WORK TO DO
Please count the lines in the items that contain the word "buck", treating case as significant, and give only the number.

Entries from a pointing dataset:

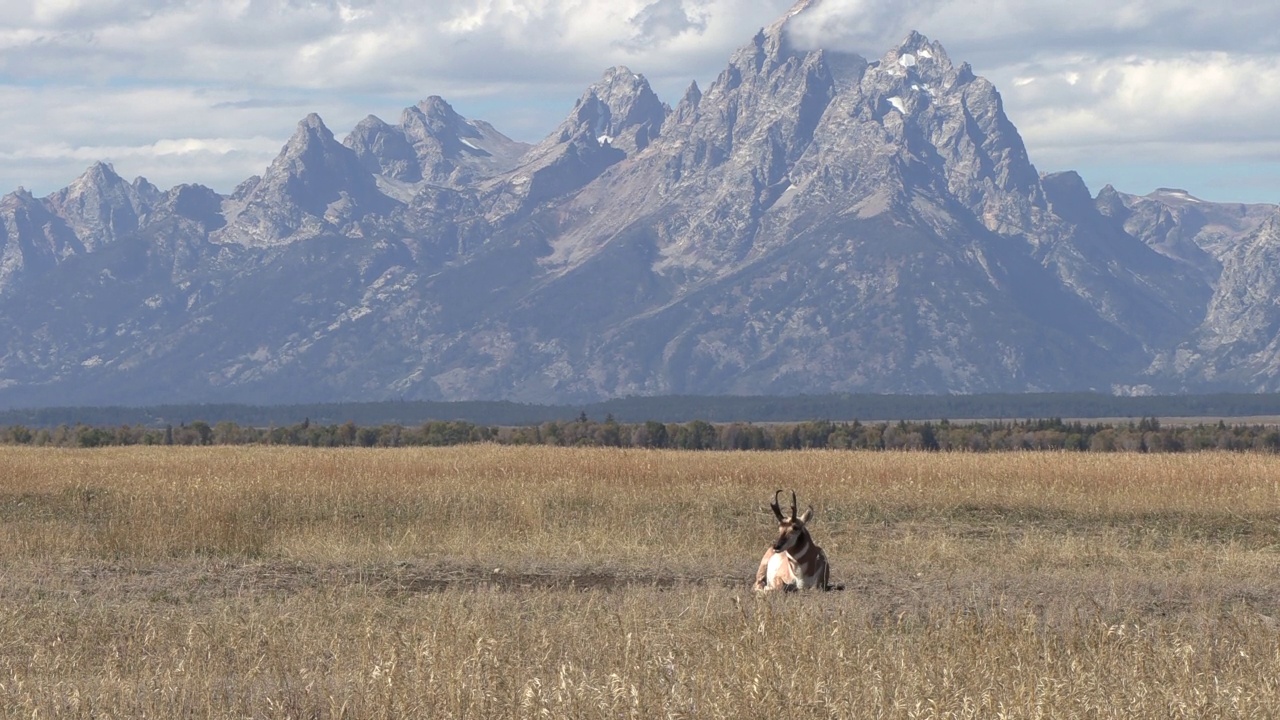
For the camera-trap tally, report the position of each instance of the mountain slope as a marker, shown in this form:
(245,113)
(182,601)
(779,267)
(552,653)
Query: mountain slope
(809,222)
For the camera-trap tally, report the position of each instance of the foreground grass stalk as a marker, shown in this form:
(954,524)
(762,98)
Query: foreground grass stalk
(498,582)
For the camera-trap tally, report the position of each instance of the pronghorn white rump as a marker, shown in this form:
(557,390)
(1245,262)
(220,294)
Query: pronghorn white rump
(794,563)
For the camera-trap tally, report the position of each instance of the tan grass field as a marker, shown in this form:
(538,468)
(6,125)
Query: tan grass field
(539,582)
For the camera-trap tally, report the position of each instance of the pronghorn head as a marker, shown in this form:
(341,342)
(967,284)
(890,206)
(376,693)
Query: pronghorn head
(791,529)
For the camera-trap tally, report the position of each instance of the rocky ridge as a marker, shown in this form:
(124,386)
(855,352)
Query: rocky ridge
(810,222)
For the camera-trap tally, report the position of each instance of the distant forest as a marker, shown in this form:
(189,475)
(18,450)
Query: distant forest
(1143,436)
(673,409)
(983,423)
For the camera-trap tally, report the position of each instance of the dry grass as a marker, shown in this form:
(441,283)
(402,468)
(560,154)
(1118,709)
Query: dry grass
(498,582)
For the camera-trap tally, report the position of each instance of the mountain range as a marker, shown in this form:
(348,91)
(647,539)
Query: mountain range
(812,222)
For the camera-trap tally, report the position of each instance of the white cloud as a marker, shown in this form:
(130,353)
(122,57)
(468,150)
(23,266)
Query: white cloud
(190,90)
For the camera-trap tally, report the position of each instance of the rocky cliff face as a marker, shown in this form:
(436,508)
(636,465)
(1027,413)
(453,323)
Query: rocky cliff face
(810,222)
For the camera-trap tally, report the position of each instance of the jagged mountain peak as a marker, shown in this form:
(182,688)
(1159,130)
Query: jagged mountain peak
(314,183)
(433,144)
(620,110)
(809,222)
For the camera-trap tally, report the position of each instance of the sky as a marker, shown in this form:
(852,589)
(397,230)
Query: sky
(1138,94)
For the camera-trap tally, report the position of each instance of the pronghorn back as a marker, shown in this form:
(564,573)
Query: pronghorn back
(794,561)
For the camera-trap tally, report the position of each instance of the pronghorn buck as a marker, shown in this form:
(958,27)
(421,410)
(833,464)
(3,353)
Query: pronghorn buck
(794,563)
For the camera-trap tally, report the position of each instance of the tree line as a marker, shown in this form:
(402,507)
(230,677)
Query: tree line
(675,409)
(1147,434)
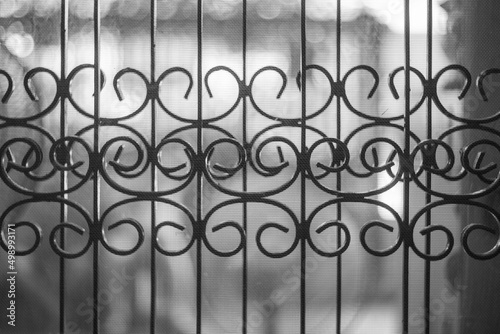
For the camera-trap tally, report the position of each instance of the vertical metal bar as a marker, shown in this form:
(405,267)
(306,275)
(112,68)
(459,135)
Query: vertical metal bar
(406,175)
(199,175)
(303,150)
(63,181)
(96,184)
(154,182)
(245,176)
(339,178)
(428,176)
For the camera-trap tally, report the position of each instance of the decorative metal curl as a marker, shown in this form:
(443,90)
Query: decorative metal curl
(62,252)
(341,89)
(10,86)
(37,231)
(242,91)
(282,89)
(335,89)
(24,166)
(428,148)
(428,230)
(218,227)
(62,90)
(480,85)
(123,170)
(225,172)
(151,93)
(67,86)
(127,221)
(156,90)
(300,231)
(169,171)
(470,228)
(477,169)
(163,251)
(267,170)
(332,223)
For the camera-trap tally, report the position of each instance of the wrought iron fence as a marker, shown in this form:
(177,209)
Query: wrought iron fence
(214,225)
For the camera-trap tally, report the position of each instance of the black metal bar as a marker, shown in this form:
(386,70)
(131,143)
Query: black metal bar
(245,176)
(96,183)
(303,151)
(199,174)
(339,175)
(63,181)
(406,175)
(428,176)
(154,182)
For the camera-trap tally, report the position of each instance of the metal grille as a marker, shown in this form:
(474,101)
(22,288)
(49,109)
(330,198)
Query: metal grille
(280,189)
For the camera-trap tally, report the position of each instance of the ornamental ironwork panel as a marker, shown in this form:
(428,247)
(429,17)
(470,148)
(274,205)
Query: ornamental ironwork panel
(309,190)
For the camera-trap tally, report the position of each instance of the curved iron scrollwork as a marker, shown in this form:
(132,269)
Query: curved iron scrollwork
(266,155)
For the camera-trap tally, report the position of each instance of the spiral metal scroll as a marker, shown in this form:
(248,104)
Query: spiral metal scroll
(265,155)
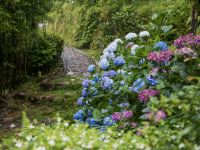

SOLUTION BELOW
2